Stored data entries
....

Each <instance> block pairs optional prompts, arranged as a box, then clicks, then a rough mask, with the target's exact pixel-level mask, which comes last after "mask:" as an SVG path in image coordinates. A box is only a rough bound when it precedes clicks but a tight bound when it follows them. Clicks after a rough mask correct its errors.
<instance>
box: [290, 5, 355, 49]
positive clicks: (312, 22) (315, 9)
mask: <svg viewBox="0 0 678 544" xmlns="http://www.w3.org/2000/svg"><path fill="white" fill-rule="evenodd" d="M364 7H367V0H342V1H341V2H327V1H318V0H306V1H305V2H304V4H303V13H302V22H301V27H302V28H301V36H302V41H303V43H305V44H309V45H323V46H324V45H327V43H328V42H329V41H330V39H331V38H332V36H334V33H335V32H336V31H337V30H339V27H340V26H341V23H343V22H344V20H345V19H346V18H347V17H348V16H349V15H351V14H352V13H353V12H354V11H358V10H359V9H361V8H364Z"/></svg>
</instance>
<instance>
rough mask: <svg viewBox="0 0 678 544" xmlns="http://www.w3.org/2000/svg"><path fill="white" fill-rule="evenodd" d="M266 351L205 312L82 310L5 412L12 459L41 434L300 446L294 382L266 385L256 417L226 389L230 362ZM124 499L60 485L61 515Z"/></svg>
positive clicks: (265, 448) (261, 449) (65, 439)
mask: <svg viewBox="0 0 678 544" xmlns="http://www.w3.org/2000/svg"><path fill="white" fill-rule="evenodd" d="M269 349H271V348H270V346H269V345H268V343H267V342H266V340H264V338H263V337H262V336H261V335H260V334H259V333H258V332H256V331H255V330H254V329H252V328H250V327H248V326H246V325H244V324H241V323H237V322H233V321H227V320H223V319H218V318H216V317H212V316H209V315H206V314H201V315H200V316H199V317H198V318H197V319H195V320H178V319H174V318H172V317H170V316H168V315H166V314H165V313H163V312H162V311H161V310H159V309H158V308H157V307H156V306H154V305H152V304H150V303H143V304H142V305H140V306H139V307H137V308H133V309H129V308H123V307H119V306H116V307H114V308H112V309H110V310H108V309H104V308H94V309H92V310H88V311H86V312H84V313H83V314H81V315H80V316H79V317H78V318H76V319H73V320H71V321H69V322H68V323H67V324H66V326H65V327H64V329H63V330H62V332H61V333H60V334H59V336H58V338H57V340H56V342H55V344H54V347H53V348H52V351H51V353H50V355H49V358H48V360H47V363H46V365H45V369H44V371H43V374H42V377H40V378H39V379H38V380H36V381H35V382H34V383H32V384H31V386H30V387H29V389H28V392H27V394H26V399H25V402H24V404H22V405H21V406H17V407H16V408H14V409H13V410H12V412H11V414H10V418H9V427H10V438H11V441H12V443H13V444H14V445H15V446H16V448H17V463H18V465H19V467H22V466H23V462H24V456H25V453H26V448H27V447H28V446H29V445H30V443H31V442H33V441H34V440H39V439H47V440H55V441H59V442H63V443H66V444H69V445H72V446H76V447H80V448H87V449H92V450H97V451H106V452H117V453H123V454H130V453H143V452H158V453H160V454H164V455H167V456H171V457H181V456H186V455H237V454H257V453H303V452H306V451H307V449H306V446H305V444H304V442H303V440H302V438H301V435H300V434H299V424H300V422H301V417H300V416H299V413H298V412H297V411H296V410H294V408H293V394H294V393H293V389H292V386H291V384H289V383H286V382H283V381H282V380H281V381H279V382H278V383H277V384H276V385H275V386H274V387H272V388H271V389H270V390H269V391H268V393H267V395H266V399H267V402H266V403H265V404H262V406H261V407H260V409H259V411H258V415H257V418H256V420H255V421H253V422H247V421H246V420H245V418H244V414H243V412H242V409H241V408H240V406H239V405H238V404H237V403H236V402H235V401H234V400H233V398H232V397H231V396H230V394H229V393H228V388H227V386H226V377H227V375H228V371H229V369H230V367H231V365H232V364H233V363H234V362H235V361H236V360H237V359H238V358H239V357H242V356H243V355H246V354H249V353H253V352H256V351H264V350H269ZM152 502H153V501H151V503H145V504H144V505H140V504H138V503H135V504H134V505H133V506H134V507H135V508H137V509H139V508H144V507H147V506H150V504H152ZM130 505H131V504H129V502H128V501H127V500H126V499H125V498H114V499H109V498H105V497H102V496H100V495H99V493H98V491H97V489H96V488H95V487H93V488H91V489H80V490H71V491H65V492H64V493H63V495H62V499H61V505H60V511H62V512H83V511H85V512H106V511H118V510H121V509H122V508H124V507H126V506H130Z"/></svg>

....

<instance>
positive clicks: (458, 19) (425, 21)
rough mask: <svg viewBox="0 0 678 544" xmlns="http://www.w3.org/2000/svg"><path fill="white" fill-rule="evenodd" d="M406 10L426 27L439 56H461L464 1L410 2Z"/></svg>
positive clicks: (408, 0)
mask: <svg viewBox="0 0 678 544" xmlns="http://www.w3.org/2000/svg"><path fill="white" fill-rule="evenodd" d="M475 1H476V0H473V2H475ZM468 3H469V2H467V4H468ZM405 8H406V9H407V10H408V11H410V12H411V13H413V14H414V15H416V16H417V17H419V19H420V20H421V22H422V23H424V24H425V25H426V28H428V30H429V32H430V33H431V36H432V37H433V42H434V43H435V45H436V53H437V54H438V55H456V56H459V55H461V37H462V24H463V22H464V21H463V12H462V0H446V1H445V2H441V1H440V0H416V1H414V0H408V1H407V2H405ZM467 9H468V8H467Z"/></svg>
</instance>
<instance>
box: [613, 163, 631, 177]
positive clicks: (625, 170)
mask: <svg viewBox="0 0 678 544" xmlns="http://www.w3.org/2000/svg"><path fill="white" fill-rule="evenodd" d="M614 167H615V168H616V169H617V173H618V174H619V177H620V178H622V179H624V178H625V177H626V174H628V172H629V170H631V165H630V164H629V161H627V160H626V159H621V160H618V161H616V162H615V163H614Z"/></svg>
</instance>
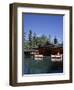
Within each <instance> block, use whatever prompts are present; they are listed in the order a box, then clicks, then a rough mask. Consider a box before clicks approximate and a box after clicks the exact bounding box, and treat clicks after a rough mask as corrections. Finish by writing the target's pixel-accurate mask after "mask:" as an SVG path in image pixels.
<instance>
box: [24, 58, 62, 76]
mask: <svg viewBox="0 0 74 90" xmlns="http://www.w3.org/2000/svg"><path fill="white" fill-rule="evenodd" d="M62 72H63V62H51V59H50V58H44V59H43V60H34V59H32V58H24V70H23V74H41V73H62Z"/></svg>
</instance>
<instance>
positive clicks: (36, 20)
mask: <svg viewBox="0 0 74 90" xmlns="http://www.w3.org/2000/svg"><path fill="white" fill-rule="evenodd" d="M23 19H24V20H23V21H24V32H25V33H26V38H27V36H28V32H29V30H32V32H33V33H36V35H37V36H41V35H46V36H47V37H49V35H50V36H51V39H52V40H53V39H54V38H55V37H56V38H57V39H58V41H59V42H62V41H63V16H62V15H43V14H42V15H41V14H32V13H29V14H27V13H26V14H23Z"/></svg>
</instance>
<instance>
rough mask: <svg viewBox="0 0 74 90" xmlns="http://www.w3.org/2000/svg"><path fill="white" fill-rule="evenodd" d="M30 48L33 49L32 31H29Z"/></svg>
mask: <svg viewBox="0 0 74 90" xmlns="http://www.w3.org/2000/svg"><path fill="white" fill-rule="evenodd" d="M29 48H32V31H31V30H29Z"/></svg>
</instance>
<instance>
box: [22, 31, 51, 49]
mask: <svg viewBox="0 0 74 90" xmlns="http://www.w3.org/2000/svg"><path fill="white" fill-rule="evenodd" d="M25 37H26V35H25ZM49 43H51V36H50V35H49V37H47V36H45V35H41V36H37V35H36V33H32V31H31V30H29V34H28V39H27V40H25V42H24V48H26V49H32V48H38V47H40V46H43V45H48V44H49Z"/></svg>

....

» What this task involves
Copy the lines that start at the one containing "Each <instance> block pairs" and end at the one containing "positive clicks: (312, 22) (315, 9)", including both of those lines.

» Answer area
Each <instance> block pairs optional prompts, arranged as a box, then clicks, then a rough mask, with the target's exact pixel-level mask, which comes last after "mask:" as an SVG path in image coordinates. A box is only a rough bound when it precedes clicks but a tight bound when it follows them. Clicks after a rough mask correct its errors.
<instance>
box: [290, 5, 355, 49]
positive clicks: (312, 22) (315, 9)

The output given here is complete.